GIVEN INFORMATION:
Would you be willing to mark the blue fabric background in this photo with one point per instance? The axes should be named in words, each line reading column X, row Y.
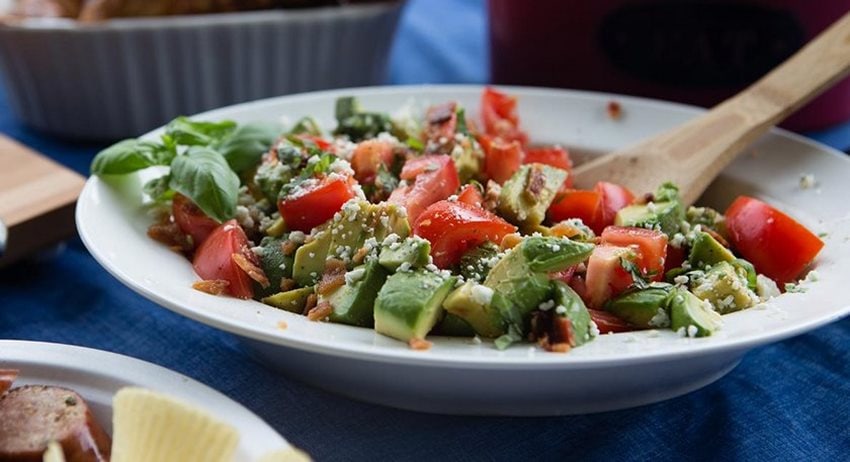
column 787, row 401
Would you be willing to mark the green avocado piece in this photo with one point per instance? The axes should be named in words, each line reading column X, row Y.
column 479, row 306
column 453, row 326
column 726, row 288
column 412, row 251
column 693, row 315
column 522, row 275
column 310, row 258
column 353, row 303
column 476, row 263
column 574, row 310
column 646, row 308
column 275, row 264
column 293, row 300
column 410, row 303
column 706, row 251
column 527, row 195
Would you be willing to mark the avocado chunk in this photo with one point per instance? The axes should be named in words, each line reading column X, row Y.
column 410, row 303
column 645, row 308
column 359, row 221
column 412, row 252
column 522, row 275
column 479, row 306
column 725, row 287
column 527, row 195
column 293, row 300
column 476, row 263
column 453, row 326
column 353, row 303
column 691, row 314
column 569, row 305
column 706, row 251
column 275, row 264
column 310, row 258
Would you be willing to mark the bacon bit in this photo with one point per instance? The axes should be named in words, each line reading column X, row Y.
column 212, row 286
column 536, row 182
column 333, row 277
column 311, row 302
column 360, row 255
column 320, row 311
column 615, row 111
column 419, row 344
column 170, row 234
column 287, row 284
column 510, row 241
column 288, row 247
column 254, row 272
column 491, row 196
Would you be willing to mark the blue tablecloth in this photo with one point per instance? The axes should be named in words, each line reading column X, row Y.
column 787, row 401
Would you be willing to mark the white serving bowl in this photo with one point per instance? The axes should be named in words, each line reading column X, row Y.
column 458, row 376
column 123, row 77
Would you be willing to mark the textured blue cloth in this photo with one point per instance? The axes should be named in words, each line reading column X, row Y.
column 787, row 401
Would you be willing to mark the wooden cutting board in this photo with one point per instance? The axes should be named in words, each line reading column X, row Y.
column 37, row 200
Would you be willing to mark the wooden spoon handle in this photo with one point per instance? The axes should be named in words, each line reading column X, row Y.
column 693, row 154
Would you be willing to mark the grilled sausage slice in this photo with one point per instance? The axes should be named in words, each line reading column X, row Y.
column 33, row 415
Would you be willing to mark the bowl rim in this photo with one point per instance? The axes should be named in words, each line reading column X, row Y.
column 314, row 14
column 402, row 355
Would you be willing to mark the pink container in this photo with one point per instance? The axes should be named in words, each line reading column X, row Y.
column 693, row 52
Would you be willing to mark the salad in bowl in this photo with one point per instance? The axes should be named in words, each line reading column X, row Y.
column 438, row 224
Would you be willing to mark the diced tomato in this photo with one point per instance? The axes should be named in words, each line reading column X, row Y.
column 605, row 276
column 442, row 121
column 434, row 178
column 470, row 194
column 776, row 244
column 575, row 204
column 452, row 228
column 597, row 208
column 191, row 219
column 651, row 246
column 500, row 117
column 368, row 156
column 612, row 198
column 608, row 322
column 501, row 158
column 555, row 156
column 315, row 203
column 214, row 259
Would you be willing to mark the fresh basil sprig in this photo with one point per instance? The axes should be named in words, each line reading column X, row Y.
column 204, row 176
column 129, row 156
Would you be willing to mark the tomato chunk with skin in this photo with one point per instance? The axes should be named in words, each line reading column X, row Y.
column 776, row 244
column 501, row 158
column 191, row 219
column 500, row 117
column 315, row 202
column 452, row 228
column 368, row 156
column 605, row 277
column 470, row 194
column 651, row 246
column 433, row 177
column 214, row 259
column 554, row 156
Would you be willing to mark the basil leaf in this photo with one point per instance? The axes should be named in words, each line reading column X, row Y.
column 204, row 176
column 187, row 132
column 244, row 147
column 129, row 156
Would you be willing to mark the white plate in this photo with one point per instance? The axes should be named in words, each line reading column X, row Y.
column 97, row 375
column 456, row 375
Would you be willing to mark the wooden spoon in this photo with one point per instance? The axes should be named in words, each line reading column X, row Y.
column 693, row 154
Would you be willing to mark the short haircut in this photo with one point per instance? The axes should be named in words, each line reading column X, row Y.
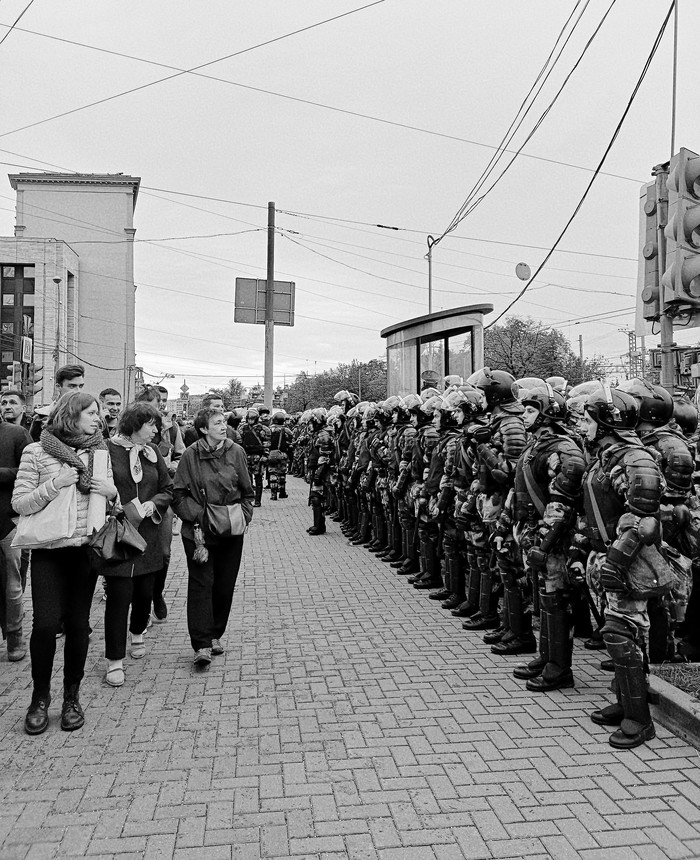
column 136, row 415
column 68, row 372
column 107, row 391
column 14, row 393
column 202, row 419
column 208, row 397
column 149, row 393
column 64, row 417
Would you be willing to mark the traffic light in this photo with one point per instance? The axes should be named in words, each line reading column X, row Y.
column 649, row 253
column 681, row 278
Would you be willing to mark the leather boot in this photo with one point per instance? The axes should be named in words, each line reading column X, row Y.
column 16, row 647
column 319, row 526
column 525, row 671
column 487, row 617
column 470, row 606
column 557, row 674
column 520, row 639
column 37, row 719
column 636, row 726
column 72, row 716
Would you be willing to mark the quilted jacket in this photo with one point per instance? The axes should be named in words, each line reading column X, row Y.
column 34, row 489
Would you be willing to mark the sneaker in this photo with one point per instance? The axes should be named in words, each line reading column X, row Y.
column 114, row 677
column 160, row 610
column 137, row 649
column 202, row 657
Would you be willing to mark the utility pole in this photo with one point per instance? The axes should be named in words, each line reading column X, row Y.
column 269, row 306
column 429, row 258
column 57, row 347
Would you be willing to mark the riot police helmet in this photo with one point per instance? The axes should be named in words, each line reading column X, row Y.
column 612, row 409
column 655, row 403
column 685, row 414
column 498, row 386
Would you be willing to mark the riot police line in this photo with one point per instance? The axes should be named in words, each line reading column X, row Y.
column 514, row 498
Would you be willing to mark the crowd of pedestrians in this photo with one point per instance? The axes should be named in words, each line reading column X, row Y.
column 88, row 466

INSTRUCTION:
Give back every line above without changing anything, and leave out the pictures.

CORRECT RESULT:
Would you be willing to mark the blue fabric background in this photo with one point per instance? The axes should be named in words, each line reading column X, row Y.
column 787, row 401
Would you be willing to mark the green avocado piece in this photo with one point per instance? The axes should be named in words, each line reading column X, row Y.
column 479, row 306
column 453, row 326
column 726, row 288
column 412, row 251
column 693, row 315
column 522, row 275
column 310, row 258
column 353, row 303
column 476, row 263
column 574, row 310
column 646, row 308
column 275, row 264
column 293, row 300
column 410, row 303
column 706, row 251
column 527, row 195
Would you be willing to mark the avocado chunk in this photo with one point per instance? The axes should be named in words, each line reading column X, row Y.
column 410, row 303
column 645, row 308
column 359, row 221
column 412, row 252
column 522, row 275
column 479, row 306
column 725, row 287
column 527, row 195
column 293, row 300
column 476, row 263
column 453, row 326
column 353, row 303
column 691, row 314
column 569, row 305
column 706, row 251
column 275, row 264
column 310, row 258
Would you be willing to mark the bacon bit in this photo with one point per instance? The axes should be named in words, each line reading column X, row Y.
column 212, row 286
column 536, row 182
column 333, row 277
column 311, row 302
column 360, row 255
column 320, row 311
column 615, row 111
column 419, row 344
column 170, row 234
column 287, row 284
column 510, row 241
column 288, row 247
column 254, row 272
column 491, row 196
Would you be willing to mark the blue tablecloth in this photo with one point per instance? The axes should be named in words, each line reading column X, row Y.
column 787, row 401
Would you be willing to mark the white serving bowl in this photo with one point per instance? The axes should be named in words, each line reading column X, row Y.
column 458, row 376
column 123, row 77
Would you be willing to mark the textured blue cloth in this photo with one point per instance? The axes should be named in words, each line reading column X, row Y.
column 787, row 401
Would you be willing to mark the wooden cutting board in this photo with one point per instance? The axes should be named in words, each line reading column X, row Y.
column 37, row 200
Would you be willing to mark the wooden spoon handle in this photo with one point per instance? The axes should be named in words, each line reading column X, row Y.
column 693, row 154
Would you be willing to mark the grilled sausage slice in this photo with one point per instance? The axes should be named in words, each line reading column X, row Y.
column 33, row 415
Would you be willing to mark the bowl rim in this photo with one point per instance? The axes should be named in words, each line reading column X, row Y.
column 314, row 14
column 402, row 355
Would you be willing to mark the pink container in this photo with one point per instance? The axes should be named in words, each line reading column X, row Y.
column 693, row 52
Would you be willing to mark the salad in bowl in this photo with one point per instance? The axes should be named in words, each line reading column X, row Y.
column 438, row 224
Would you be willing to mark the diced tomato in this photo with one point per instance? The axes should be named in words, each line reading column X, row Y.
column 605, row 276
column 442, row 121
column 434, row 178
column 470, row 194
column 776, row 244
column 575, row 204
column 452, row 228
column 597, row 208
column 191, row 219
column 651, row 246
column 500, row 117
column 368, row 156
column 612, row 198
column 608, row 322
column 501, row 158
column 555, row 156
column 315, row 203
column 214, row 259
Would you be willing to mark the fresh basil sprig in this photo with one point per instance? The axes should be named in words, each line reading column X, row Y.
column 204, row 176
column 129, row 156
Would you be willing to mark the tomato chunk with skin in this photo with one point per instance? The axes should be named in words, each line reading column X, row Y.
column 776, row 244
column 501, row 158
column 191, row 219
column 500, row 117
column 315, row 202
column 452, row 228
column 368, row 156
column 605, row 277
column 470, row 194
column 651, row 246
column 433, row 177
column 214, row 259
column 554, row 156
Would you be willing to mark the basil leaf in this photo with one point per instance? The axes should be named in words, each line reading column X, row Y.
column 204, row 176
column 187, row 132
column 244, row 147
column 129, row 156
Would you be willing to mark the white plate in this photo with one point per instance? The axes should be named in words, each line reading column X, row Y.
column 97, row 375
column 456, row 375
Would you be willing to mark the wooden spoon in this photo with one point per instance? The axes should be named in words, each line reading column X, row Y.
column 693, row 154
Would you be willing to mark the short haircut in this photo with one point per instance? The axes should be named in words, each line reading column X, row Y.
column 136, row 415
column 68, row 372
column 107, row 391
column 14, row 393
column 202, row 419
column 208, row 397
column 149, row 393
column 64, row 417
Would you be willing to mark the traffic light in this photo with one point per instance? The axes should be named in words, each line reading column X, row Y.
column 649, row 253
column 681, row 278
Would you be willing to mark the leather boot in this photo with one point per instance? The axes should be named in words, each line reading column X, row Y.
column 16, row 647
column 319, row 526
column 525, row 671
column 487, row 617
column 470, row 606
column 557, row 674
column 520, row 639
column 37, row 719
column 636, row 726
column 72, row 716
Would you be willing to mark the quilted jacket in this photo with one point per instance? The axes should be named in words, each line reading column X, row Y.
column 34, row 489
Would you be willing to mark the sneaker in this photo with one point per instance? The axes should be named in words, each line reading column X, row Y.
column 114, row 677
column 160, row 610
column 137, row 649
column 202, row 657
Would you be willing to mark the utility pole in this photo with one point per instance? The axes should be named in words, each line reading column X, row Y.
column 269, row 306
column 429, row 258
column 57, row 347
Would you be willing to mark the riot police helmet in this photo with one point per instance? The axes should be named in words, each line reading column X, row Y.
column 612, row 409
column 655, row 403
column 685, row 414
column 498, row 386
Would you be willing to mark the riot police line in this photo with one point per instance? The axes should be named in words, each line reading column X, row Y.
column 514, row 498
Would you be willing to mark the crowd of pedestrians in this photo with one point per instance? The axes should be named in words, each line reading column X, row Y.
column 88, row 466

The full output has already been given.